Prompt –
In the methods text, which sequencing system was used to sequence the Taophila samples?

Reading passage –
━━━━━━
Materials and methods
Samples and sequencing
Non-destructive genomic DNA extractions obtained with the DNeasy Blood & Tissue kit (Qiagen Iberia, Madrid) from a previous study [31], were available for three species of Taophila, including the type species, T. subsericea Heller, 1916 (specimen JGZC-NC103), T. bituberculata Platania & Gómez-Zurita, 2022 (specimen JGZC-NC102) and T. mantillerii Jolivet, Verma & Mille, 2007 (specimen JGZC-NC091), the type of the monotypic subgenus Jolivetiana Gómez-Zurita & Cardoso. Library preparation and sequencing were externalized to the Sequencing Unit at CNAG (National Center for Genomic Analyses, Barcelona, Spain). Extracted DNA was quantified using Qubit (Thermo Fisher Scientific Inc., Waltham MA) and Femto Pulse (Agilent Technologies Spain, Madrid) technologies, yielding total DNA amounts between 0.18 and 0.52 µg. Genomic DNA was sheared on a LE220-Plus Focused ultrasonicator (Covaris Ltd., Brighton, UK) and short-insert paired-end libraries were obtained with the PCR-free protocol of KAPA HyperPrep Kit (Roche Sequencing Solutions, Inc., Pleasanton CA), including end-repair, adenylation and ligation to Illumina-compatible adaptors with unique dual indexes and unique molecular identifiers (Integrated DNA Technologies, Leuven, Belgium). Sequencing was performed in paired-end mode (2 × 151 bp) on two independent flow cells on a NovaSeq 6000 Sequencing System (Illumina, San Diego CA), and raw data processing, including image analysis and FASTQ generation, were done with the manufacturer’s Real-Time Analysis software, RTA version 3.4.4. Data obtained from each flow cell were analyzed independently to assess the performance of the assembly and annotation procedure. Voucher specimens and DNA aliquots are kept in the authors collections (IBB, CSIC, Spain) and raw sequence data are available under the European Commission Open Data Repository, Zenodo (10.5281/zenodo.16900841).
━━━━━━
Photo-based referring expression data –
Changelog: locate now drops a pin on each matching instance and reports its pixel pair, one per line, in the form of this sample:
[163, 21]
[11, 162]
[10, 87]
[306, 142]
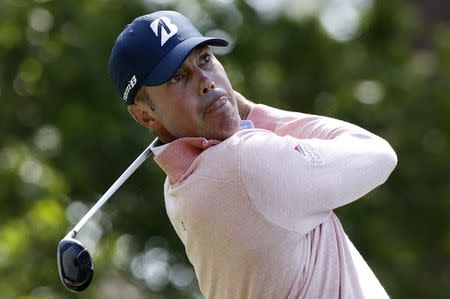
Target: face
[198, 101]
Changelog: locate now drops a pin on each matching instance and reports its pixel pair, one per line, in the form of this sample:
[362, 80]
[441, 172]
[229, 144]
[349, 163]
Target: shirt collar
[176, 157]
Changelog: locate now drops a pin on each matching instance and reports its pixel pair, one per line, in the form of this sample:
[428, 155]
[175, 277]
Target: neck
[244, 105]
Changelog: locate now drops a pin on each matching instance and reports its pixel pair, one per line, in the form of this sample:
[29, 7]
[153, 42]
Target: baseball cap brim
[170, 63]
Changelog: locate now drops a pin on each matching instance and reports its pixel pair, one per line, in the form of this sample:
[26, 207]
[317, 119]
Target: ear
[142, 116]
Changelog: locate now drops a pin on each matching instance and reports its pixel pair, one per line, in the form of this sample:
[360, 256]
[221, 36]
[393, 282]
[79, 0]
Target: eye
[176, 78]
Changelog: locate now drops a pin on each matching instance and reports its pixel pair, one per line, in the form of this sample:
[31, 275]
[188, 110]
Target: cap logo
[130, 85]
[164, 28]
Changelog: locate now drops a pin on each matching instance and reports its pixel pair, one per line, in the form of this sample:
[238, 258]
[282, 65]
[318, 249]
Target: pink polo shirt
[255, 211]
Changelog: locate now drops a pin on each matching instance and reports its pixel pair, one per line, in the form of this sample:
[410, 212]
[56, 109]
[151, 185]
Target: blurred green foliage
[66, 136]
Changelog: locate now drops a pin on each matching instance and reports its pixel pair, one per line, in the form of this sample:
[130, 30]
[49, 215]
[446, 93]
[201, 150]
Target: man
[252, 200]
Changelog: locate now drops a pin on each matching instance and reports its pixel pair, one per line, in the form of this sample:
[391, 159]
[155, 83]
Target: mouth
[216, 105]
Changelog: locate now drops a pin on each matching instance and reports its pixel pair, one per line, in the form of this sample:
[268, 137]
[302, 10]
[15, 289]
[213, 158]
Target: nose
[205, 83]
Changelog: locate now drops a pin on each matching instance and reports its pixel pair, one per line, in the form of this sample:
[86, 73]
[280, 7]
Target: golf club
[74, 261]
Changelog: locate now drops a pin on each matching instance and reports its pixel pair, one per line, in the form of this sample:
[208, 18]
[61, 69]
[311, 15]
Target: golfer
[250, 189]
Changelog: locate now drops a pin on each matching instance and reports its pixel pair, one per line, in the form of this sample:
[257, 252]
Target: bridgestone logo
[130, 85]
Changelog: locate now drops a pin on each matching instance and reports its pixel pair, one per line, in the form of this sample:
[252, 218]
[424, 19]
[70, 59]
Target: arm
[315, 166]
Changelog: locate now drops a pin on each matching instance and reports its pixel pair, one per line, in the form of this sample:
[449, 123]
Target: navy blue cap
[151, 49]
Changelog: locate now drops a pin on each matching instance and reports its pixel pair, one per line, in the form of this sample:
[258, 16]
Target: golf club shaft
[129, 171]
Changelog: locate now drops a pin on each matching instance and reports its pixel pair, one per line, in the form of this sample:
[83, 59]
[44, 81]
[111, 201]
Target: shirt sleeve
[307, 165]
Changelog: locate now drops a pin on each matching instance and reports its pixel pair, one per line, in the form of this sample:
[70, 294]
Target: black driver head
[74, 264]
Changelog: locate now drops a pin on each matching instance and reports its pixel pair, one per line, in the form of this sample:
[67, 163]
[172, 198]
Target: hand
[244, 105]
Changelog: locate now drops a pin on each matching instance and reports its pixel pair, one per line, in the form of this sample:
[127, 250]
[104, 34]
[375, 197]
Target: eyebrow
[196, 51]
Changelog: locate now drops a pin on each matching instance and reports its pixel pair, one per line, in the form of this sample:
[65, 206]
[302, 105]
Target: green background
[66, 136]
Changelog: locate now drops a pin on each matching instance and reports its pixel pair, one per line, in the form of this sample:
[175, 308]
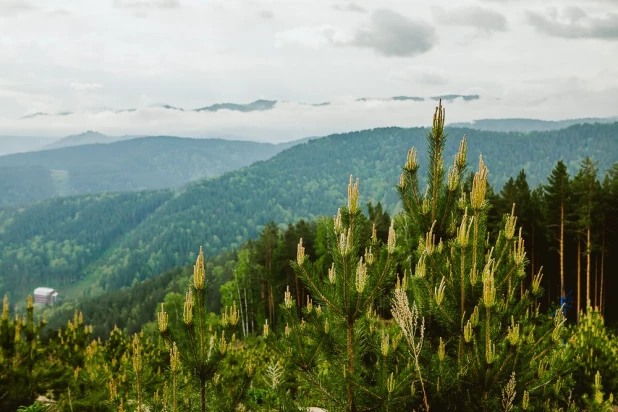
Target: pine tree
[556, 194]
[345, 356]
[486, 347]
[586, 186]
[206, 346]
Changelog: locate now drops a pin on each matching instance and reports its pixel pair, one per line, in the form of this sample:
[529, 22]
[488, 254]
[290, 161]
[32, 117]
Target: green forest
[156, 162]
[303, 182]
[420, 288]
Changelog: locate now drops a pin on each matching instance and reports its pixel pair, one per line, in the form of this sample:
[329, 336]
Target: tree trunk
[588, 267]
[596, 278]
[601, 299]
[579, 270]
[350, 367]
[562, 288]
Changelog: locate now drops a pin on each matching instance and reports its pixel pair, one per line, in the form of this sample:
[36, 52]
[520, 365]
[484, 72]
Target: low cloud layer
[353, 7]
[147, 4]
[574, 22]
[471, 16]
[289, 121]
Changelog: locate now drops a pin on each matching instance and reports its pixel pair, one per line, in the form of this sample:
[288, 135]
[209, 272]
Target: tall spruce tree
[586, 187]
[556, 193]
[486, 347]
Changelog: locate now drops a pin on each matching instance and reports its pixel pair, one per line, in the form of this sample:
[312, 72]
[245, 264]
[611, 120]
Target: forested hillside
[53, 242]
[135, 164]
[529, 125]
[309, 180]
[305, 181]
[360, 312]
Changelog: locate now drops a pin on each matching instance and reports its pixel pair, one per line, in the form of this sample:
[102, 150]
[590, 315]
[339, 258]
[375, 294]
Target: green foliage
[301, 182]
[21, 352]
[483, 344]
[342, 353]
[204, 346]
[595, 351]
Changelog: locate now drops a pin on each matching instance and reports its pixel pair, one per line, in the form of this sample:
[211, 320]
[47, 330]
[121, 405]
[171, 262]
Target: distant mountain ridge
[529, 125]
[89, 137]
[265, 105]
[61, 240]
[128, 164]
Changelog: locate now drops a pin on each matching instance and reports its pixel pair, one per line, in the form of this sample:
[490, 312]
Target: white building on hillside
━━━━━━
Solved problem –
A NovaSeq 6000 Sequencing System (Illumina, San Diego CA).